### Set problem A
List every figure and table that the text on nickel complex photoreaction pathways cites.
### Set problem B
Pick up the text on nickel complex photoreaction pathways from where it stops, writing the next part.

### Text shown
###
To form intermediate I from the ligand-field excited states, TDDFT-calculated PESs propose two plausible pathways, one via1(dd) → T1 ISC and the other via1(dd) → 3(C-to-Ni CT) ISC (red dashed vs. solid pathways in Fig. 5a). The former pathway is parallel to the previously suggested mechanism based on the TAS study of NiII(bpy)(aryl)Cl.8b This process is calculated to be uphill by ΔG ∼ 22.5 kcal mol−1 for 1tmeda (cyan PES → black PES in Fig. 5a) and 26.0 for 1bpy (Table S13). Hadt et al. has shown that DFT calculations tend to underestimate the corresponding barrier.8e Moreover, the excitation energy dependence of the photoreaction of 1bpy proposes that the T1-to-intermediate I conversion is unlikely. Alternatively, in the vicinity of the 1(dd) state (green PES in Fig. 5a), a repulsive PES is calculated, associated with the triplet C ligand-to-Ni CT transition (yellow PES in Fig. 5a). From the 1(dd) state, this 3(C-to-Ni CT) state can be accessed with a minor elongation of the Ni–C bond by ∼0.1 Å and a small barrier of ∼5 kcal mol−1. Since the 3(C-to-Ni CT) state is equivalent to intermediate I in terms of the NiI(SC˙) electronic configuration (Fig. 5b), once ISC from the 1(dd) state to the 3(C-to-Ni CT) state occurs, the formation of I and subsequently P can proceed in a downhill fashion with no major barriers (red solid path in Fig. 5a). The presence of a similar repulsive PES was predicted in the previous multireference computational study of the NiII(bpy)(Ar) complexes, for which, though, the Ni-to-bpy CT excited state was proposed to be the initial state.8e From the Ni–C bond dissociated intermediate I, R and P are equally accessible with no discernible barriers. This explains a small quantum yield of 6.8 × 10−3 estimated relative to ferrioxalate actinometry (Fig. S27).
###
### Data segment
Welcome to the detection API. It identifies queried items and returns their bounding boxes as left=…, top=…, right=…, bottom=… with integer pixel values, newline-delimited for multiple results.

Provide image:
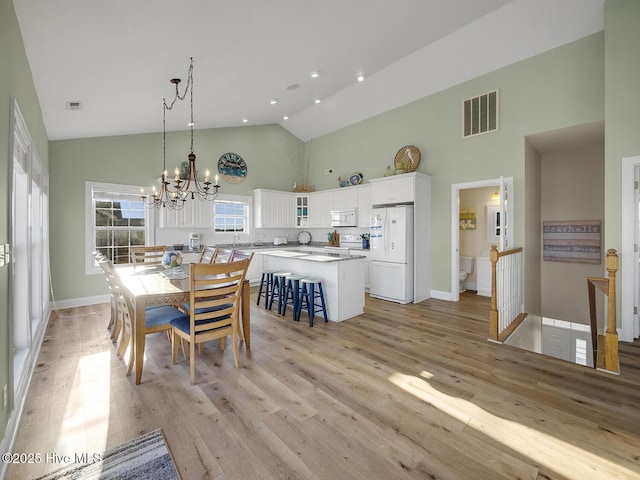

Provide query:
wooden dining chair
###
### Final answer A
Fig. 5a, Table S13, Fig. 5b, Fig. S27

### Final answer B
Ni–C bond homolysis induced by ligand-field excitations

To confirm the presence of intermediate I for 1, radical trapping experiments with α-phenyl-N-tertiary-butylnitrone (PBN) and (2,2,6,6-tetramethylpiperidin-1-yl)oxyl (TEMPO) were attempted but unsuccessful. Nevertheless, this result is understandable, because the subsequent reactions of intermediate I are predicted to have no barriers. Another factor that would limit the lifetime of intermediate I is the chelate effect of the SC ligand, which assists the intramolecular reaction of the carbon radical. Thus, an analogous acyclic complex, NiII(bpy)(Me)(SPh) (4bpy), has been explored. The Abs and MCD spectra of 4bpy are essentially identical to those of 1bpy, as the same type of electronic transitions, Ni-to-bpy CT and d–d transitions, contribute to the spectra (Fig. 6b & S28). Upon 390 nm LED irradiation, unlike 1bpy that forms the C–S coupled product homogeneously, 4bpy yields ethane majorly (Fig. 6a). These products indicate the photo-induced generation of methyl radicals; i.e., the photoexcitation of 4bpy affects the Ni–C bond homolysis, which could be further confirmed by the radical-trap EPR signal (Fig. S29). For both 1bpy and 4bpy, the repulsive 3(C-to-Ni CT) PES's are calculated, suggesting that the Ni–C bond homolysis can be photo-induced for both complexes (Fig. S31). Subsequent to this step, while 1bpy can undergo the intramolecular C–S bond formation with a minor barrier, the dissociated methyl radical of 4bpy kinetically and thermodynamically prefers the ethane formation to the C–S coupled thioanisole generation (Fig. S32).
image file: d1sc05113j-f6.tif
Fig. 6 (a) 390 nm LED-induced reactions of 1bpy (top) and 4bpy (bottom). For 4bpy, the yield is given per methyl group. (b) 5 T MCD (top) and Abs (bottom) spectra of 1bpy (red) and 4bpy (black), with the 405 nm (blue) and 532 nm (green) laser excitation energies shaded. (c) Logarithmic plots for the 1H NMR-monitored decays of 1bpy (top) and 4bpy (bottom) as a function of 405 nm (blue) and 532 nm (green) laser irradiation time. The linear regression fitting gives k532 = 2 × 10−4 min−1 and k405 = 4.2 × 10−3 min−1 for 1bpy and k532 = 3.5 × 10−3 min−1 and k405 = 1.2 × 10−1 min−1 for 4bpy.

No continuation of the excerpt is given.